◆ **SOURCE DOCUMENT**:

DPDK patches and discussions
 help / color / mirror / Atom feed
From: Ori Kam <orika@nvidia.com>
To: "Zhang, Qi Z" <qi.z.zhang@intel.com>, "dev@dpdk.org" <dev@dpdk.org>
Cc: "techboard@dpdk.org" <techboard@dpdk.org>,
	"Richardson, Bruce" <bruce.richardson@intel.com>,
	"Burakov, Anatoly" <anatoly.burakov@intel.com>,
	 "Wiles, Keith" <keith.wiles@intel.com>,
	"Liang, Cunming" <cunming.liang@intel.com>,
	"Wu, Jingjing" <jingjing.wu@intel.com>,
	"Zhang, Helin" <helin.zhang@intel.com>,
	"Mcnamara, John" <john.mcnamara@intel.com>,
	"Xu, Rosen" <rosen.xu@intel.com>
Subject: RE: seeking community input on adapting DPDK to P4Runtime backend
Date: Thu, 18 May 2023 14:33:30 +0000	[thread overview]
Message-ID: <MW2PR12MB46662896E0007C5373729ECBD67F9@MW2PR12MB4666.namprd12.prod.outlook.com> (raw)
In-Reply-To: <DM4PR11MB599450B2422CDA8BB351560DD77F9@DM4PR11MB5994.namprd11.prod.outlook.com>

Hi Zhang,

I think we both want the same thing and share the same basic concepts.

PSB, some answers,

Best,
Ori


> -----Original Message-----
> From: Zhang, Qi Z <qi.z.zhang@intel.com>
> Sent: Thursday, May 18, 2023 1:33 PM
> 
> 
> 
> > -----Original Message-----
> > From: Ori Kam <orika@nvidia.com>
> > Sent: Wednesday, May 17, 2023 11:19 PM
> > To: Zhang, Qi Z <qi.z.zhang@intel.com>; dev@dpdk.org
> > Cc: techboard@dpdk.org; Richardson, Bruce
> <bruce.richardson@intel.com>;
> > Burakov, Anatoly <anatoly.burakov@intel.com>; Wiles, Keith
> > <keith.wiles@intel.com>; Liang, Cunming <cunming.liang@intel.com>; Wu,
> > Jingjing <jingjing.wu@intel.com>; Zhang, Helin <helin.zhang@intel.com>;
> > Mcnamara, John <john.mcnamara@intel.com>; Xu, Rosen
> > <rosen.xu@intel.com>
> > Subject: RE: seeking community input on adapting DPDK to P4Runtime
> > backend
> >
> > Hi Zhang,
> >
> > rte_flow is an excellent candidate for implementing P4.

◆ **DATA LINES**:
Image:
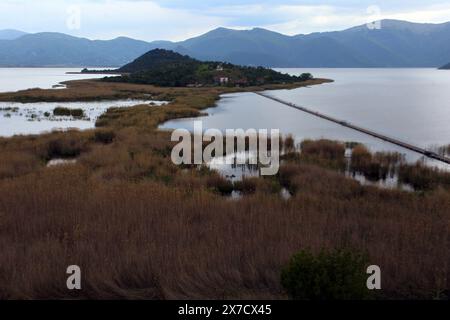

◆ **PROBLEMS AND TASKS**:
**A)** In the DPDK mailing list message, what does Ori Kam call an excellent candidate for implementing P4?
**B)** Pick up the DPDK mailing list message on adapting DPDK to a P4Runtime backend after its final line and keep writing it.

◆ **RESULTS BY TASK**:
**A)** rte_flow

**B)**
> > We and some internal tests that shows great promise in this regard.
> >
> > I would be very happy to supply any needed information and have
> > discussion on how to continue with this project.
> 
> Thank you Ori! Please check my following comments
> 
> Regards
> Qi
> 
> >
> > Please see inline detailed answers.
> >
> > Best,
> > Ori Kam
> >
> >
> >
> >
> > > -----Original Message-----
> > > From: Zhang, Qi Z <qi.z.zhang@intel.com>
> > > Sent: Monday, May 8, 2023 9:40 AM
> > > Subject: seeking community input on adapting DPDK to P4Runtime
> > backend
> > >
> > > Hi:
> > >
> > > Our team is currently working on developing a DPDK PMD for a P4-
> > > programmed network controller, based on customer feedback to
> integrate
> > > DPDK into the P4Runtime backend .[https://p4.org/p4-
> > > spec/p4runtime/main/P4Runtime-Spec.html]
> > >
> > > (*) However, we are facing challenges in adapting DPDK's rte_flow API
> > > to the P4Runtime API, primarily due to the transition from a
> > > table-based API with fields of arbitrary bits width at arbitrary
> > > offset to a protocol-based API (more detail be described in post-script).
> > >
> > > We are seeking suggestions and best practices from the open-source
> > > community to help us with this integration. Specifically, we are
> > > interested in
> > > learning:
> > >
> > > (*) If anyone has previously attempted to map rte_flow to P4-based
> > devices.
> >
> > We did try successfully.
> >
> > > (*) Thoughts on how to map from table-based matching to protocol-
> based
> > > matching like in rte_flow.
> >
> > Rte_flow is table based (groups), now with the introduction of template
> API
> > rte_flow is even more table based (we added the concept of tables) which
> > are just what
> > p4 requires.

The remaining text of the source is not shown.